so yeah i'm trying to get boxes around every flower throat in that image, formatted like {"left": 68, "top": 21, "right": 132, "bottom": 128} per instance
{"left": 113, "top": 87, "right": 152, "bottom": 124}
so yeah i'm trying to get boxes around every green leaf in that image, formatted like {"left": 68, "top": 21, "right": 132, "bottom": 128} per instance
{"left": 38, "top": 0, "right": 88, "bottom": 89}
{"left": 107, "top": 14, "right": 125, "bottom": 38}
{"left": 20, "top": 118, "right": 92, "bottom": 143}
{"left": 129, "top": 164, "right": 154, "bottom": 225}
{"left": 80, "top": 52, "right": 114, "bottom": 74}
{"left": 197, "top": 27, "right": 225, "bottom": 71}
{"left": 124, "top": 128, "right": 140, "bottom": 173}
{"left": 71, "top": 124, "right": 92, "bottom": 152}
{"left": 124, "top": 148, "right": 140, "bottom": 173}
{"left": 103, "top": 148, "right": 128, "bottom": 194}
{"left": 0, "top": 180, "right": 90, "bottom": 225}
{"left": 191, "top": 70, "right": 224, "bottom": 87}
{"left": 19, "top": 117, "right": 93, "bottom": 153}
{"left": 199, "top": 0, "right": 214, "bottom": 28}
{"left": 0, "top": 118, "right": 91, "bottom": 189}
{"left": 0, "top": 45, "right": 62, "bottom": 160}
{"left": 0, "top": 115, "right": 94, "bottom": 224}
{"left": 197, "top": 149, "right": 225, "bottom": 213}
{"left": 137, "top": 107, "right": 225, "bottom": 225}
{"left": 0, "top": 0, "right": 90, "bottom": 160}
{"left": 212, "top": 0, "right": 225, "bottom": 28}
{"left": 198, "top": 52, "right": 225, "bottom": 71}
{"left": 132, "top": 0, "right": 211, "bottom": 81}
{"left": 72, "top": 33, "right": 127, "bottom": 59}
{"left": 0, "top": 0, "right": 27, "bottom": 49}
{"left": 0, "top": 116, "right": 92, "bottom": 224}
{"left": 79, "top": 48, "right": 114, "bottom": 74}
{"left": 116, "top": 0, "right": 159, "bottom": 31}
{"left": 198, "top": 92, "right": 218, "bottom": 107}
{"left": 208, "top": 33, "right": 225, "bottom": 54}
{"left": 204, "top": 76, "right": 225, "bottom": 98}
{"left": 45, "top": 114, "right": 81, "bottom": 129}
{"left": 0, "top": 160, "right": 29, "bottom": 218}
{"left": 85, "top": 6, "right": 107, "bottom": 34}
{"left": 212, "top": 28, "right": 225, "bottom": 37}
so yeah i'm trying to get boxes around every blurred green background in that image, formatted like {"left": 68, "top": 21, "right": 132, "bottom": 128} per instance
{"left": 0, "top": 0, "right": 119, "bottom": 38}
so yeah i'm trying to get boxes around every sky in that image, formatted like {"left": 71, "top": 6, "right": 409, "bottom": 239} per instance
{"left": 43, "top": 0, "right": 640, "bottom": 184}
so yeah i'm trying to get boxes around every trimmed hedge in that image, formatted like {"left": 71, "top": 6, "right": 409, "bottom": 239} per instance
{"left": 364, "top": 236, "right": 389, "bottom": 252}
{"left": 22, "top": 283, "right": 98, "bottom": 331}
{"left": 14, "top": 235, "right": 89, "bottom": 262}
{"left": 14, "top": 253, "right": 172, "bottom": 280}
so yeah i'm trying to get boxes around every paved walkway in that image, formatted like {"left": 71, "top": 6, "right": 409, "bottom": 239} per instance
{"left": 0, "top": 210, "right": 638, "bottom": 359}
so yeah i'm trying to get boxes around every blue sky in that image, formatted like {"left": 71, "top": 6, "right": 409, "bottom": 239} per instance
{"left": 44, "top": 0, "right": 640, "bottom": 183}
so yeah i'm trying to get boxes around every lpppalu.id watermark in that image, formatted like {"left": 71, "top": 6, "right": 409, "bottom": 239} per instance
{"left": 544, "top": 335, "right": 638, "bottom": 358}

▸ **WHAT TO PRODUCE**: Word for word, restate the whole of the material above.

▸ **EXERCISE ANSWER**:
so yeah i'm trying to get boxes around every flower throat in that image, formatted like {"left": 68, "top": 21, "right": 132, "bottom": 128} per instance
{"left": 113, "top": 87, "right": 152, "bottom": 124}
so yeah i'm trying to get boxes around every green leaf in that image, formatted like {"left": 68, "top": 21, "right": 132, "bottom": 128} per instance
{"left": 38, "top": 0, "right": 88, "bottom": 89}
{"left": 107, "top": 14, "right": 125, "bottom": 38}
{"left": 20, "top": 118, "right": 92, "bottom": 143}
{"left": 129, "top": 164, "right": 154, "bottom": 225}
{"left": 80, "top": 52, "right": 114, "bottom": 74}
{"left": 197, "top": 27, "right": 225, "bottom": 71}
{"left": 124, "top": 128, "right": 140, "bottom": 173}
{"left": 71, "top": 124, "right": 92, "bottom": 152}
{"left": 124, "top": 148, "right": 140, "bottom": 173}
{"left": 103, "top": 148, "right": 128, "bottom": 194}
{"left": 0, "top": 180, "right": 90, "bottom": 225}
{"left": 191, "top": 70, "right": 224, "bottom": 87}
{"left": 19, "top": 117, "right": 93, "bottom": 153}
{"left": 199, "top": 0, "right": 214, "bottom": 28}
{"left": 0, "top": 118, "right": 91, "bottom": 189}
{"left": 0, "top": 45, "right": 62, "bottom": 160}
{"left": 0, "top": 115, "right": 94, "bottom": 224}
{"left": 197, "top": 149, "right": 225, "bottom": 213}
{"left": 137, "top": 107, "right": 225, "bottom": 225}
{"left": 0, "top": 0, "right": 90, "bottom": 160}
{"left": 212, "top": 0, "right": 225, "bottom": 28}
{"left": 198, "top": 52, "right": 225, "bottom": 71}
{"left": 132, "top": 0, "right": 211, "bottom": 81}
{"left": 72, "top": 33, "right": 127, "bottom": 59}
{"left": 0, "top": 0, "right": 27, "bottom": 49}
{"left": 0, "top": 116, "right": 92, "bottom": 224}
{"left": 79, "top": 48, "right": 114, "bottom": 74}
{"left": 116, "top": 0, "right": 159, "bottom": 31}
{"left": 198, "top": 92, "right": 218, "bottom": 107}
{"left": 208, "top": 33, "right": 225, "bottom": 54}
{"left": 204, "top": 76, "right": 225, "bottom": 98}
{"left": 45, "top": 114, "right": 81, "bottom": 129}
{"left": 0, "top": 160, "right": 29, "bottom": 218}
{"left": 85, "top": 6, "right": 107, "bottom": 34}
{"left": 212, "top": 28, "right": 225, "bottom": 37}
so yeah i'm trying to get boxes around every blurred green background in that image, formatted like {"left": 68, "top": 21, "right": 132, "bottom": 128} per instance
{"left": 0, "top": 0, "right": 119, "bottom": 38}
so yeah i'm trying to get boxes around every sky in that image, formatted like {"left": 71, "top": 6, "right": 409, "bottom": 239} per instance
{"left": 43, "top": 0, "right": 640, "bottom": 184}
so yeah i'm trying to get boxes around every trimmed hedge in that image, formatted like {"left": 71, "top": 6, "right": 409, "bottom": 239} per instance
{"left": 364, "top": 236, "right": 389, "bottom": 252}
{"left": 22, "top": 283, "right": 98, "bottom": 331}
{"left": 14, "top": 235, "right": 89, "bottom": 262}
{"left": 14, "top": 253, "right": 172, "bottom": 280}
so yeah i'm trying to get boxes around every paved walkway in that image, formatted like {"left": 71, "top": 6, "right": 409, "bottom": 239} per instance
{"left": 0, "top": 210, "right": 638, "bottom": 359}
so yeah i'm trying to get boxes around every blue sky in that image, formatted like {"left": 71, "top": 6, "right": 409, "bottom": 239} per instance
{"left": 44, "top": 0, "right": 640, "bottom": 183}
so yeah i'm trying to get boxes around every lpppalu.id watermark in that image, formatted like {"left": 71, "top": 6, "right": 409, "bottom": 239} per instance
{"left": 544, "top": 335, "right": 638, "bottom": 358}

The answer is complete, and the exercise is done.